[Photo-based referring expression data]
——————————

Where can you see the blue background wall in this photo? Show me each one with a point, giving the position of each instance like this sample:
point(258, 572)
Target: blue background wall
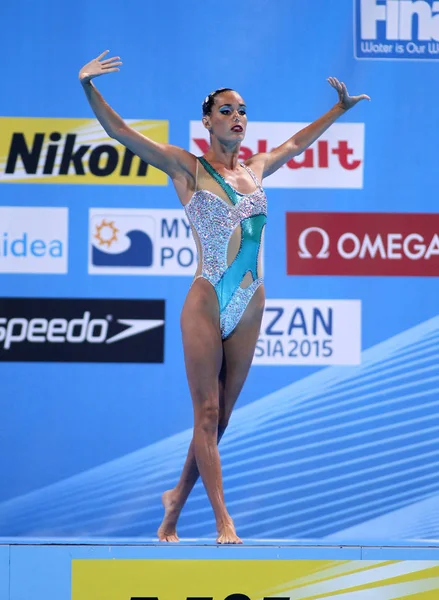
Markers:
point(86, 449)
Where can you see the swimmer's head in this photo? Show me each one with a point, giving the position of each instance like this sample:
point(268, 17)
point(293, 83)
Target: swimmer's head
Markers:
point(225, 115)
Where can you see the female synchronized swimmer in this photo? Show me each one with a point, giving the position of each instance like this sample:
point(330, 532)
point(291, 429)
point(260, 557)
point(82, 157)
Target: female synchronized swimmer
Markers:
point(220, 322)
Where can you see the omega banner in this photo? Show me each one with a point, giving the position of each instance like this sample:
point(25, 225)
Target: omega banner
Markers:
point(362, 244)
point(251, 579)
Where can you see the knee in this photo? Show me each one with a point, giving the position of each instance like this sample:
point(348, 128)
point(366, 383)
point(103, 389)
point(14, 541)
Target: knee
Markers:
point(223, 422)
point(208, 418)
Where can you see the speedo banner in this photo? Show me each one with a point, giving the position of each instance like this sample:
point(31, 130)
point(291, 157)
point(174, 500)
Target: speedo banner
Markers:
point(252, 579)
point(34, 150)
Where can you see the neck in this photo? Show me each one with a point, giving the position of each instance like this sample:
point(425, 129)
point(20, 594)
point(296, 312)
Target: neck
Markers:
point(223, 154)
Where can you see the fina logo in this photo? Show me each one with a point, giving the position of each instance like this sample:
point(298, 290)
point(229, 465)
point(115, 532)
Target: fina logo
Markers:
point(392, 29)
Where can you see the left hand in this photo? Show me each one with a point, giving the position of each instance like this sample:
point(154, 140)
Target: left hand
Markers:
point(345, 101)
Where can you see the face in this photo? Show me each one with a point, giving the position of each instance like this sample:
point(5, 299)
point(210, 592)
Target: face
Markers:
point(228, 119)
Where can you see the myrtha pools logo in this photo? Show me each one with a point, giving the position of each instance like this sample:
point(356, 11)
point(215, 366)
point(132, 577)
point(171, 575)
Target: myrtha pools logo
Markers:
point(406, 29)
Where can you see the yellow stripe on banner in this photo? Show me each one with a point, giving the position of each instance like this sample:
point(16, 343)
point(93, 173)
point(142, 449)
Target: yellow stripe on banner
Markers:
point(37, 150)
point(182, 579)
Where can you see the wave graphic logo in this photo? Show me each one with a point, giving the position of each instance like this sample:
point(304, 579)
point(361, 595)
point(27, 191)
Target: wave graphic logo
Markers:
point(122, 240)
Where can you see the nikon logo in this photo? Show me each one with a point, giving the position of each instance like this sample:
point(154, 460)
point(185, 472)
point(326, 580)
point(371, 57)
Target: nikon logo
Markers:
point(74, 151)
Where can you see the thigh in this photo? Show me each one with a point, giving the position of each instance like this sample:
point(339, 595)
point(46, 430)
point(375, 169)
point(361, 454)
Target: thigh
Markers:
point(238, 350)
point(203, 351)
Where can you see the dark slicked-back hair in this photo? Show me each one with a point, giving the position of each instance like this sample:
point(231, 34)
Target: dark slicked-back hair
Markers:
point(209, 101)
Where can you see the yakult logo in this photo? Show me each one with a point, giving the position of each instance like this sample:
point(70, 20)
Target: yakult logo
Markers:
point(334, 161)
point(362, 244)
point(397, 29)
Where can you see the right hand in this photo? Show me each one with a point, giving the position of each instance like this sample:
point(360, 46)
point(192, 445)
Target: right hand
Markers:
point(97, 67)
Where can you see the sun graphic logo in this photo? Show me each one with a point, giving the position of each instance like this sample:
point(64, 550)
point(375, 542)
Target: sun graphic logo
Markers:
point(122, 240)
point(106, 233)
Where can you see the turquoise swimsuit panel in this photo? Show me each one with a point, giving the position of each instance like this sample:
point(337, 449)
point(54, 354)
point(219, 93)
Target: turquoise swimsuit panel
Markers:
point(214, 222)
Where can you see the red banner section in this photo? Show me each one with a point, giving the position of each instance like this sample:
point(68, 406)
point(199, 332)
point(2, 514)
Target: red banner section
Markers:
point(362, 244)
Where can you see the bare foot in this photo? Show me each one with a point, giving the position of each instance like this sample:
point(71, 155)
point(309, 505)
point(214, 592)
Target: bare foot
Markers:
point(227, 534)
point(167, 531)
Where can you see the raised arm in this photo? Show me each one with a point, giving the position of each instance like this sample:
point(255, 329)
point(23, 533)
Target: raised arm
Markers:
point(269, 162)
point(174, 161)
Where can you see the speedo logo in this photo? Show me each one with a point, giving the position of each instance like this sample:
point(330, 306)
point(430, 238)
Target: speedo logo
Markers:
point(74, 151)
point(76, 331)
point(81, 330)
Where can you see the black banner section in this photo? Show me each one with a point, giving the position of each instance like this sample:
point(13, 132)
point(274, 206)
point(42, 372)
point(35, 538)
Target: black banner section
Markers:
point(81, 330)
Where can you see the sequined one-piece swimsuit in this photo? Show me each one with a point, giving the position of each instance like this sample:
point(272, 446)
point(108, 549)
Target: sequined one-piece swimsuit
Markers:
point(228, 232)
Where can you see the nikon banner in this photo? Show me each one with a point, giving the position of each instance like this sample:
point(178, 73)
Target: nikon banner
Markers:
point(34, 150)
point(253, 579)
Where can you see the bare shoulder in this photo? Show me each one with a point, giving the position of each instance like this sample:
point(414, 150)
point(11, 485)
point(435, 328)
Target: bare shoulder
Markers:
point(184, 178)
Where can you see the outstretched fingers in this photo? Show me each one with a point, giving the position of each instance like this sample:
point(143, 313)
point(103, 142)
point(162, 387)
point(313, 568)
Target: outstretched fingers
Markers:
point(102, 55)
point(108, 60)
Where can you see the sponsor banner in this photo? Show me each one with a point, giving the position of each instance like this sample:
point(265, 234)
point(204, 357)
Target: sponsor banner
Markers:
point(362, 244)
point(33, 239)
point(37, 150)
point(336, 160)
point(117, 579)
point(310, 332)
point(396, 29)
point(81, 330)
point(140, 242)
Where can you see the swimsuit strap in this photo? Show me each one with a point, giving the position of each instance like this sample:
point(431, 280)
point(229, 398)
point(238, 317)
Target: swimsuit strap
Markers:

——————————

**EXERCISE DIRECTIONS**
Please make an exact copy of the records, leaving out any picture.

**EXERCISE RESPONSE**
Where can you see the blue background wall in this photo? Show me each one with a point, giving the position of each instance like this sample:
point(258, 572)
Target: blue background wall
Markers:
point(86, 449)
Where can you see the swimmer's head in this photo? Show me each one with a point, giving the position of each instance like this sample:
point(268, 17)
point(293, 83)
Target: swimmer's head
Markers:
point(225, 115)
Where can you see the female synchronized swimmer in this photo? Show me each one with a point, giving the position of each instance like this sample:
point(330, 532)
point(291, 429)
point(260, 557)
point(82, 157)
Target: female synchronized swimmer
Markers:
point(220, 322)
Where can you see the omega banner in this photo? Show me each one with a point, giving the position of each instance like this sample:
point(25, 225)
Target: omega banner
Markers:
point(362, 244)
point(251, 579)
Where can you see the knee in this photo? Show me each one with a point, giving the position of each instance like this sample:
point(348, 128)
point(366, 383)
point(103, 389)
point(14, 541)
Target: knee
Markers:
point(223, 422)
point(208, 418)
Where can you see the speedo banner in this photo? Show me each one with a point, giving the position of each instance like this sample:
point(31, 130)
point(291, 157)
point(174, 500)
Target: speedo banner
Markers:
point(252, 579)
point(34, 150)
Where can you see the neck in this photo? Show me each one with a point, giving the position of each instance like this sample:
point(425, 129)
point(20, 594)
point(296, 312)
Target: neck
Markers:
point(223, 154)
Where can you see the fina logo in this photo? Show me each one with a point, giving the position of each instance like this sample:
point(298, 290)
point(229, 465)
point(115, 532)
Target: fina logo
Markers:
point(392, 29)
Where can you see the left hand in this photo? Show me each one with a point, giving the position of each instance like this sample:
point(154, 140)
Target: left hand
Markers:
point(345, 101)
Where can you see the face in this photo? Show me each one with a point, giving the position of each instance like this sample:
point(5, 299)
point(210, 592)
Target: face
Markers:
point(228, 119)
Where can you see the myrtha pools logo in this photo? Show me each one with a point, giving the position of each instance like this sample:
point(356, 11)
point(215, 366)
point(132, 577)
point(171, 575)
Target: myrtha pools logo
Markers:
point(406, 29)
Where can you see the yellow stripe on banner in this photo? Show me each one with a point, giving the position of each instance like this sample:
point(16, 343)
point(93, 173)
point(142, 449)
Target: yellow stripe on banner
Markers:
point(37, 150)
point(182, 579)
Where can you see the wave graphic logo in this photo? Show me each one with a point, giving the position of each instance like this sample:
point(304, 579)
point(361, 595)
point(27, 191)
Target: wave graphic logo
Markers:
point(122, 240)
Where can you see the nikon logo in this photo? Show me each one with a point, giving the position of each instance like this sample:
point(154, 460)
point(185, 472)
point(326, 580)
point(371, 57)
Target: nikon logo
Markers:
point(74, 151)
Where can you see the thigh in this photo? Show me each one with a point, giving the position of each instance like this sample:
point(339, 595)
point(46, 430)
point(375, 169)
point(361, 454)
Target: thigh
Markers:
point(238, 350)
point(203, 351)
Where can you see the dark slicked-back hair in this photo? Show me each one with a point, giving the position of each instance like this sample:
point(231, 34)
Target: dark slicked-back hair
Markers:
point(209, 101)
Where can you see the yakult logo in this photo? Show me each one with a point, giving the position of each instance like this sample:
point(70, 20)
Target: yakult logo
Markers:
point(334, 161)
point(362, 244)
point(397, 29)
Where can you see the right hand in this photo? Show me each one with a point, giving the position of each instance like this sample:
point(360, 46)
point(192, 445)
Target: right hand
Markers:
point(97, 67)
Where can you see the sun graphic logo in this photo? Show me each one with a point, giving the position of each instance like this sample:
point(64, 550)
point(375, 542)
Target: sun graphic logo
Markers:
point(122, 240)
point(106, 233)
Where can you see the turquoise swimsuit panel in this photo? Show me each one with a point, giving the position of each instance like this sample:
point(337, 449)
point(54, 354)
point(219, 93)
Target: turquoise swimsuit panel
Markers:
point(214, 222)
Where can you see the red banner section in this photo? Show me each one with a point, giving the position of each instance like this sample:
point(68, 406)
point(199, 332)
point(2, 514)
Target: red banner section
Markers:
point(362, 244)
Where can you see the bare foot in this photo? Show me each one with a point, giving the position of each instance like this sample:
point(71, 155)
point(309, 505)
point(214, 592)
Target: bare foot
Markers:
point(227, 534)
point(167, 531)
Where can you see the raised arm in this photo? Show me each one with a point, giving the position of each instance like this sample:
point(255, 329)
point(23, 533)
Target: raised arm
Markers:
point(269, 162)
point(174, 161)
Where can you see the speedo logo in this photo? Show me each one with a point, giving the position of each instance like this sample:
point(330, 306)
point(430, 238)
Target: speedo logo
Markers:
point(74, 151)
point(76, 331)
point(81, 330)
Where can you see the black banner section in this photo? Show me each one with a point, giving the position of each instance like this sample:
point(13, 132)
point(274, 206)
point(42, 372)
point(35, 538)
Target: black banner section
Markers:
point(81, 330)
Where can you see the sequined one-piece swimsuit in this photo? Show me each one with a point, giving the position of each instance like this sample:
point(272, 446)
point(108, 549)
Target: sequined one-piece swimsuit
Markers:
point(228, 232)
Where can you see the nikon banner in this photo? Show me each one with a point, giving the position of each instance like this sample:
point(178, 73)
Target: nikon banner
Markers:
point(34, 150)
point(253, 579)
Where can you see the bare shoulder in this photo? Show me each one with a point, giving the position of each instance like this sample:
point(414, 150)
point(11, 485)
point(435, 328)
Target: bare shoulder
Markers:
point(184, 178)
Where can you see the outstretched fingers in this photo? Show me each one with a point, giving the position of each instance like this sample:
point(143, 313)
point(103, 142)
point(162, 387)
point(313, 568)
Target: outstretched fingers
Markers:
point(102, 55)
point(108, 60)
Where can you see the sponsor banner in this photo? Show me each one with a point, giving the position of each instance like this sample:
point(265, 234)
point(204, 357)
Target: sponsor banner
Markers:
point(362, 244)
point(33, 239)
point(37, 150)
point(336, 160)
point(117, 579)
point(310, 332)
point(396, 29)
point(81, 330)
point(140, 242)
Where can you see the swimsuit strap in this photo? Show me each one with a point, giving the position of each instance like this sample:
point(431, 280)
point(229, 398)
point(238, 317)
Target: swimsuit strap
Markers:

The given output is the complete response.